_Task instructions_: Everything in the listing should be restated word for word.

_Working data_:
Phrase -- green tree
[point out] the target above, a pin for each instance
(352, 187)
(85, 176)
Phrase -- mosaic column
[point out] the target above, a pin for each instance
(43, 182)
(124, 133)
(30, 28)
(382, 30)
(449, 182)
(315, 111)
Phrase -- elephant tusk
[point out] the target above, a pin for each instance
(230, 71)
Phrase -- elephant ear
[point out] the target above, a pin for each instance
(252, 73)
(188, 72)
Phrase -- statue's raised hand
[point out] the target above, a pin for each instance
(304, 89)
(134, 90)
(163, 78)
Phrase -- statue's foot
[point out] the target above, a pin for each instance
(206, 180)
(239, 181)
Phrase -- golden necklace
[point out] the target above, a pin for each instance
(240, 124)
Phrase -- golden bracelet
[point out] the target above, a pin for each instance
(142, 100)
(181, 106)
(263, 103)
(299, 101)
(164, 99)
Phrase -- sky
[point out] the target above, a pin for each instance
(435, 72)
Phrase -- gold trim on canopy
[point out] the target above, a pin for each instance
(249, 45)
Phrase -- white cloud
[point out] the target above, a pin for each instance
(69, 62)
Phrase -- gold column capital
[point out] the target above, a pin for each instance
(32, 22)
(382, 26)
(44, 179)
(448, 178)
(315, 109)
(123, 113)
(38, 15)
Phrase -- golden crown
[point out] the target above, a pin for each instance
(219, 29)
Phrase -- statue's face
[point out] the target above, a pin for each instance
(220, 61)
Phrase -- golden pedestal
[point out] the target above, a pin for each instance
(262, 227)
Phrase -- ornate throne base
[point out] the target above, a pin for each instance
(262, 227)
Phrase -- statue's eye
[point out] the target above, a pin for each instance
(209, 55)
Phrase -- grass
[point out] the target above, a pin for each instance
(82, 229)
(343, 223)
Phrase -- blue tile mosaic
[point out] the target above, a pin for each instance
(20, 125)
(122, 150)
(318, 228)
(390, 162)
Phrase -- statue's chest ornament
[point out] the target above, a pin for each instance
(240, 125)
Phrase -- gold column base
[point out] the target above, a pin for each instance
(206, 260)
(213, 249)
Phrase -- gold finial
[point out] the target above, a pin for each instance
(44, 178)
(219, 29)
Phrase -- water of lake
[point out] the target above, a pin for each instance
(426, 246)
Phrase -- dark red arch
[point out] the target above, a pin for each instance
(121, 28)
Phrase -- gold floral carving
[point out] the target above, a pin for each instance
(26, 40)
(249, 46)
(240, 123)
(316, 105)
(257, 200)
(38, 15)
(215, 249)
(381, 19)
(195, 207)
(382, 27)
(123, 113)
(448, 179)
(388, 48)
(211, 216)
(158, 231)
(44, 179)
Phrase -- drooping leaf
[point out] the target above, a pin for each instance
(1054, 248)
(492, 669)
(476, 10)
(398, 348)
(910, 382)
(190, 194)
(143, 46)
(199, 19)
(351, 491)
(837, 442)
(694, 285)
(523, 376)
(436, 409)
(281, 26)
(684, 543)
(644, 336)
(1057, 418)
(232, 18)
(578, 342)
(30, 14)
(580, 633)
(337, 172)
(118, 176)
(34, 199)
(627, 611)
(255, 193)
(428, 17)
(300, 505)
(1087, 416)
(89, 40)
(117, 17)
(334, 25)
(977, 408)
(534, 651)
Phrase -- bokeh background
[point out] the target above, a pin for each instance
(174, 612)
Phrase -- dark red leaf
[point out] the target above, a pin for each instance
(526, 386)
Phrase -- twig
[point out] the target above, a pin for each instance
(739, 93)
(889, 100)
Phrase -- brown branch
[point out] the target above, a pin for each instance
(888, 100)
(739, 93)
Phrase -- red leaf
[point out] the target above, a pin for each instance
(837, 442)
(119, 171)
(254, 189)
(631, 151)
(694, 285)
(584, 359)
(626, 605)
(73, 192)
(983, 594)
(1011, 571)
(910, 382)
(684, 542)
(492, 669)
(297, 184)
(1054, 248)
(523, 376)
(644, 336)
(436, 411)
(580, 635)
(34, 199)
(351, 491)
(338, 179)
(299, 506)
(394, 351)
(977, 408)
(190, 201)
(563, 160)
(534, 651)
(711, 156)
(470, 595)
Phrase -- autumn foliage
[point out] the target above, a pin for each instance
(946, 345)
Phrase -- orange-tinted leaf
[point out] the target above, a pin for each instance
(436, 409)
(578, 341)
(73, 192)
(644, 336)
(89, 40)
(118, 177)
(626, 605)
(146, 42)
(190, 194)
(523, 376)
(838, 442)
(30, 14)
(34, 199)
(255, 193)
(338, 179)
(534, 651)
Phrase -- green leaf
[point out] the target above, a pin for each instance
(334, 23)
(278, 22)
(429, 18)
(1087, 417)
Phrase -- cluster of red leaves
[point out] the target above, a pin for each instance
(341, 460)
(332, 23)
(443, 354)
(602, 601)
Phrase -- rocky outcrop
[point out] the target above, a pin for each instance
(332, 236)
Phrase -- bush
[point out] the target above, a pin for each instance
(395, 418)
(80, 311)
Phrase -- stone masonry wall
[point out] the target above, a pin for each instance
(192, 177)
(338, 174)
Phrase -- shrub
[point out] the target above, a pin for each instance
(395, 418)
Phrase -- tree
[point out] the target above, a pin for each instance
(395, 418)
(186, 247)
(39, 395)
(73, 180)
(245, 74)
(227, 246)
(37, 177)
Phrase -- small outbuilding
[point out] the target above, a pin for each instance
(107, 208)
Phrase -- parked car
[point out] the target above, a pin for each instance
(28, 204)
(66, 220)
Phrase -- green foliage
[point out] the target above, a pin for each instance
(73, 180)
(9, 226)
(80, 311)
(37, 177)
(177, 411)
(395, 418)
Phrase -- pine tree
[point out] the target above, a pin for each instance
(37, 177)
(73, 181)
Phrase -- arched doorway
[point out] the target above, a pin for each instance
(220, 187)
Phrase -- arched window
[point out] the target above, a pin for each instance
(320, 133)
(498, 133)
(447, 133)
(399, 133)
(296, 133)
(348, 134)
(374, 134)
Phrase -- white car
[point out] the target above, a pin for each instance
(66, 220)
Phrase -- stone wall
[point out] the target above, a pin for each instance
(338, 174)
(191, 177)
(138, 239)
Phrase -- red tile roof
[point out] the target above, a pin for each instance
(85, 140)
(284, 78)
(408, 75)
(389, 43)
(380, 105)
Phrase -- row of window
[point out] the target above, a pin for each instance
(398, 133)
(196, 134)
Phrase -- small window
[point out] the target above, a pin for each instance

_Answer to the task_:
Phrase -- green tree
[point out] the target above, a pin for each instance
(352, 187)
(85, 176)
Phrase -- mosaic column
[point out] the target above, a pin for each instance
(43, 182)
(124, 133)
(30, 28)
(382, 30)
(449, 182)
(315, 111)
Phrase -- elephant tusk
[point out] the target above, a pin for each instance
(230, 71)
Phrase -- elephant ear
[point out] the target above, a pin for each instance
(252, 73)
(188, 72)
Phrase -- statue's raised hand
[point out] the target above, a pin for each instance
(304, 89)
(134, 90)
(163, 78)
Phrase -- statue's foot
[point out] the target above, a pin for each instance
(206, 180)
(239, 181)
Phrase -- golden necklace
[point out] the target above, a pin for each instance
(240, 124)
Phrase -- golden bracelet
[point out] the target above, a pin for each instance
(142, 100)
(181, 106)
(263, 103)
(299, 101)
(164, 99)
Phrase -- sky
[point out] the target above, a pin for each instance
(435, 72)
Phrase -- gold trim on canopy
[point out] the target above, a pin for each instance
(249, 45)
Phrase -- white cloud
[point out] the target above, a pin for each instance
(69, 62)
Phrase -- gold column capital
[point out] the target above, a pin for each instance
(32, 22)
(382, 26)
(44, 179)
(448, 178)
(315, 109)
(123, 113)
(38, 15)
Phrase -- golden crown
[point out] the target above, a pin for each instance
(219, 29)
Phrase -- statue's face
[point out] the target above, a pin for each instance
(220, 61)
Phrase -- golden pedestal
[point out] the target above, a pin for each instance
(262, 227)
Phrase -- ornate throne base
[point out] the target above, a pin for each instance
(262, 227)
Phrase -- statue's eye
[point out] the target above, a pin for each instance
(209, 55)
Phrase -- grass
[point out] the target above, a pin for each instance
(82, 229)
(343, 223)
Phrase -- blue tile mosaic
[point out] the target above, a pin for each instance
(20, 125)
(122, 150)
(318, 228)
(390, 162)
Phrase -- statue's chest ornament
[point out] the target above, a pin for each instance
(240, 125)
Phrase -- gold column base
[point out] the target above, a pin for each instance
(206, 260)
(213, 249)
Phrase -- gold finial
[point out] the target above, a pin for each instance
(44, 178)
(219, 29)
Phrase -- water of lake
[point out] the target above, a pin for each instance
(426, 246)
Phrase -- dark red arch
[point out] the target above, a pin for each instance
(121, 28)
Phrase -- gold floral carving
[point out] the target above, a pin for each instance
(26, 40)
(249, 46)
(240, 123)
(316, 105)
(257, 200)
(38, 15)
(215, 249)
(381, 19)
(195, 207)
(382, 27)
(123, 113)
(448, 179)
(388, 48)
(211, 216)
(158, 231)
(44, 179)
Phrase -- drooping leaf
[point out] the target above, a pin for each instance
(1054, 248)
(492, 669)
(476, 10)
(398, 348)
(910, 382)
(190, 194)
(143, 46)
(199, 19)
(351, 491)
(837, 442)
(694, 285)
(523, 376)
(436, 409)
(281, 26)
(684, 543)
(644, 336)
(1057, 418)
(232, 18)
(578, 342)
(30, 14)
(580, 633)
(337, 172)
(118, 176)
(34, 199)
(627, 611)
(255, 193)
(428, 17)
(300, 505)
(1087, 416)
(89, 40)
(117, 17)
(334, 25)
(977, 408)
(534, 651)
Phrase -- bokeh background
[point out] the target above, a pin for each instance
(174, 612)
Phrase -- dark red leaf
[point out] the target above, a pin for each instance
(526, 386)
Phrase -- twig
[point out] the target above, a pin for each instance
(739, 93)
(889, 100)
Phrase -- brown branch
[point out] the target above, a pin for each instance
(888, 100)
(739, 93)
Phrase -- red leaf
[point out] the target above, a pin for each instance
(837, 442)
(119, 171)
(254, 189)
(631, 151)
(694, 285)
(584, 359)
(626, 605)
(73, 192)
(983, 594)
(1011, 571)
(910, 382)
(684, 542)
(492, 669)
(297, 184)
(1054, 248)
(523, 376)
(644, 336)
(436, 411)
(580, 635)
(34, 199)
(351, 491)
(338, 179)
(299, 506)
(394, 351)
(977, 408)
(190, 201)
(563, 160)
(534, 651)
(711, 156)
(470, 595)
Phrase -- autumn foliage
[point out] the target above, a pin for each instance
(946, 345)
Phrase -- orange-tinted leaf
[point out] the target above, a pin for each instance
(436, 409)
(578, 341)
(73, 192)
(644, 336)
(89, 40)
(118, 177)
(626, 605)
(146, 42)
(190, 194)
(523, 376)
(838, 442)
(30, 14)
(34, 199)
(255, 193)
(338, 179)
(534, 651)
Phrase -- green leaf
[point out] the target above, a pin for each instance
(334, 23)
(278, 22)
(429, 18)
(1087, 417)
Phrase -- cluster of red leaves
[point out] the target above, a pin for each instance
(341, 460)
(332, 23)
(443, 354)
(602, 601)
Phrase -- rocky outcrop
[point out] the target above, a pin for each instance
(332, 236)
Phrase -- bush
[point out] the target above, a pin for each instance
(395, 418)
(80, 311)
Phrase -- stone masonry wall
[point out] the target above, a pin for each instance
(192, 177)
(338, 174)
Phrase -- shrub
[point out] the target above, a pin for each instance
(395, 418)
Phrase -- tree
[point out] the target above, a pin for each instance
(395, 418)
(186, 247)
(39, 395)
(73, 180)
(245, 74)
(227, 246)
(37, 177)
Phrase -- small outbuilding
[point out] the target above, a pin for each instance
(107, 208)
Phrase -- parked car
[point out] the target above, a pin for each instance
(28, 204)
(66, 220)
Phrase -- green foliage
[point out] the target above, a pin for each instance
(73, 180)
(9, 226)
(80, 311)
(37, 177)
(177, 411)
(395, 418)
Phrase -- pine tree
[point out] the target above, a pin for each instance
(37, 177)
(73, 181)
Phrase -- arched doorway
[point out] the target above, a pin for each instance
(220, 187)
Phrase -- arched window
[point out] the target above, a pin for each instance
(320, 133)
(498, 133)
(447, 133)
(399, 133)
(296, 133)
(348, 134)
(374, 134)
Phrase -- white car
[point out] the target above, a pin for each instance
(66, 220)
Phrase -- stone wall
[point out] the target above, a pin for each instance
(338, 174)
(191, 177)
(138, 239)
Phrase -- red tile roof
[point out] the target above, a pin for each instance
(85, 140)
(284, 78)
(408, 75)
(389, 43)
(380, 105)
Phrase -- row of window
[point out] the target above, a pin for each instance
(398, 133)
(196, 134)
Phrase -- small window
[point out] the target above, a pin for each instance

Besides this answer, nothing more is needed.